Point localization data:
=======
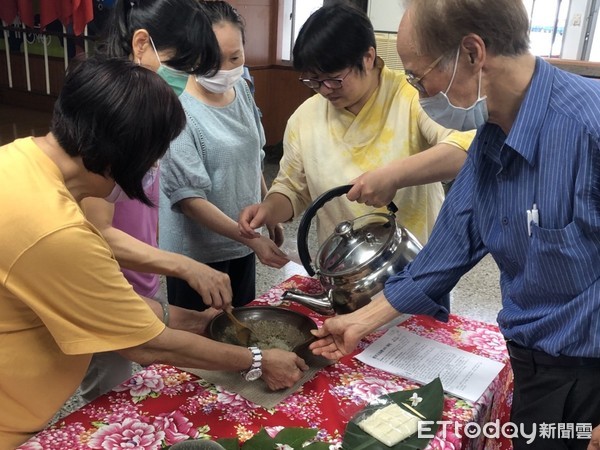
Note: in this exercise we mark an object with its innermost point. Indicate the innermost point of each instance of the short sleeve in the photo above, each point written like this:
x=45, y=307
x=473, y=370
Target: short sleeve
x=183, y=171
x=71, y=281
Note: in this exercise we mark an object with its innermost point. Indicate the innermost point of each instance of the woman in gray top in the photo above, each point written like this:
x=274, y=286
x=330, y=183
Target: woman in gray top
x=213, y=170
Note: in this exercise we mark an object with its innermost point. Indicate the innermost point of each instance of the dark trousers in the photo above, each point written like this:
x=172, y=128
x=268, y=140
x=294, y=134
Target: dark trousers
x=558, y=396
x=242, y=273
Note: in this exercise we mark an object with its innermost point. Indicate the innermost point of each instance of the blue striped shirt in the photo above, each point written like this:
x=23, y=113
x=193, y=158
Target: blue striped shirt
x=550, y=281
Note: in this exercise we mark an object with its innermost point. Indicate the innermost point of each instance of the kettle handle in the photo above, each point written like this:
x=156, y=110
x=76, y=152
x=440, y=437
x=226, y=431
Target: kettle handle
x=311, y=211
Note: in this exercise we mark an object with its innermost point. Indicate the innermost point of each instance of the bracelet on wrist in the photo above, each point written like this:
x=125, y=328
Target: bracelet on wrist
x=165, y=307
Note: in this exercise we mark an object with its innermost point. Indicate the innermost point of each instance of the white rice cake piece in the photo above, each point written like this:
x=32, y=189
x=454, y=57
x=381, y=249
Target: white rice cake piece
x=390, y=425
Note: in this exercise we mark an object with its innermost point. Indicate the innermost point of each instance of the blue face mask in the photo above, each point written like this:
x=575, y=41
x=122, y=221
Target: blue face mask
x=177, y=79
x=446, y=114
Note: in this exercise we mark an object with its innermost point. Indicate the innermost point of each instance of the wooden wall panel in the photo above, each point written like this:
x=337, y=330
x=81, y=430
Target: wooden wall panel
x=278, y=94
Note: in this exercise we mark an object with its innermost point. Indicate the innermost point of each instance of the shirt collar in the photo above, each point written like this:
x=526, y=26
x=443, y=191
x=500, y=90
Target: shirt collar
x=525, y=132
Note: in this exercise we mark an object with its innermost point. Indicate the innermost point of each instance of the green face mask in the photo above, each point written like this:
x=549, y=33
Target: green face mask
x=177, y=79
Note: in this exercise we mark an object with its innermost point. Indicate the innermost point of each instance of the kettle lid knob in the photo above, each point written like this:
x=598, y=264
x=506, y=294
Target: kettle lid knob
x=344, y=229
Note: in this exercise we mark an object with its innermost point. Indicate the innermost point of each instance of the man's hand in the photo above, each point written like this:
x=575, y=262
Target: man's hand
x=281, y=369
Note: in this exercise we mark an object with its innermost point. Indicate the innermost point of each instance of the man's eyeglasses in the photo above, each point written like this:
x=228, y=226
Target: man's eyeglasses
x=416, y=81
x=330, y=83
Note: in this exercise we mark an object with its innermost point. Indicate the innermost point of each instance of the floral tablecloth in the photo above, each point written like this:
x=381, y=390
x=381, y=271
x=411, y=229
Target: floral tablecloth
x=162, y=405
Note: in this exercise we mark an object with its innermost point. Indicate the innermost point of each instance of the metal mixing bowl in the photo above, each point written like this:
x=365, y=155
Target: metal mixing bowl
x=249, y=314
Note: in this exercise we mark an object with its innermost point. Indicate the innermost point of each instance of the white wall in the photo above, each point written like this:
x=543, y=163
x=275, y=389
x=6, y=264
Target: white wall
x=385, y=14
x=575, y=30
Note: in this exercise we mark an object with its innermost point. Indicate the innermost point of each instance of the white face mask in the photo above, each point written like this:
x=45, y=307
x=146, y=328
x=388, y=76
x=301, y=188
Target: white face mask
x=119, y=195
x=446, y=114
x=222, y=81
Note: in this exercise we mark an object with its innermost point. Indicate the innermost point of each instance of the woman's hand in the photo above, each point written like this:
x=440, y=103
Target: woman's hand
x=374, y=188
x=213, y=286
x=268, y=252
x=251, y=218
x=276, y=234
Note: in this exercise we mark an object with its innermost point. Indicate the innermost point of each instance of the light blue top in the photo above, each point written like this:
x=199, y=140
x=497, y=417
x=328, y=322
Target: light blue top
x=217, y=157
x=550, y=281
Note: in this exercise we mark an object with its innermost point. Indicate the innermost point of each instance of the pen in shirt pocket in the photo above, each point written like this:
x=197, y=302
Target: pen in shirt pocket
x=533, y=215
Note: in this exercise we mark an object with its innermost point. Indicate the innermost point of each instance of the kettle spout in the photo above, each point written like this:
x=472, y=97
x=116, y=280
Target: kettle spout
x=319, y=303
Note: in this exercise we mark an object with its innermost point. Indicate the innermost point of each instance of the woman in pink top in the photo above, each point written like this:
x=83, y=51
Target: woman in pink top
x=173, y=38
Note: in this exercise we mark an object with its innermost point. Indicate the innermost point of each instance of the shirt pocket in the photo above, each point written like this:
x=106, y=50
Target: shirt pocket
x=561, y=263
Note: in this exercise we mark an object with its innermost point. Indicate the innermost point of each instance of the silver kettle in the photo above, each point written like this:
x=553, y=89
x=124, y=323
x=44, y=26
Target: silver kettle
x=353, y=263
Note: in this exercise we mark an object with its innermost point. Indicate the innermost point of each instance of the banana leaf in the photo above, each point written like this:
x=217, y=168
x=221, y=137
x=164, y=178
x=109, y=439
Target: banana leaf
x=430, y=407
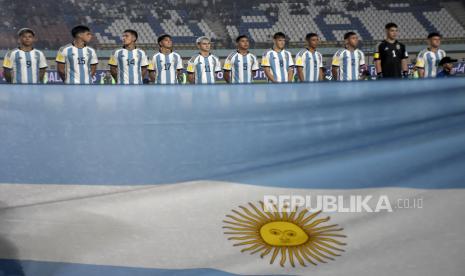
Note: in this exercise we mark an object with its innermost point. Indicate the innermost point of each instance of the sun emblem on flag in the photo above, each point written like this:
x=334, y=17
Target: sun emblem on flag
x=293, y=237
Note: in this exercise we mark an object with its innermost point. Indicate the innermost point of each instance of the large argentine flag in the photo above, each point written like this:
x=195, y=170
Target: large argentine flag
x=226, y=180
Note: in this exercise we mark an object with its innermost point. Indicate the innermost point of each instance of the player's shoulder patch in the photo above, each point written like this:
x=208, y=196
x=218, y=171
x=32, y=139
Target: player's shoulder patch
=======
Find how many lines of the entries include the word "patch". The number is the entire reply.

- _Task solution_
2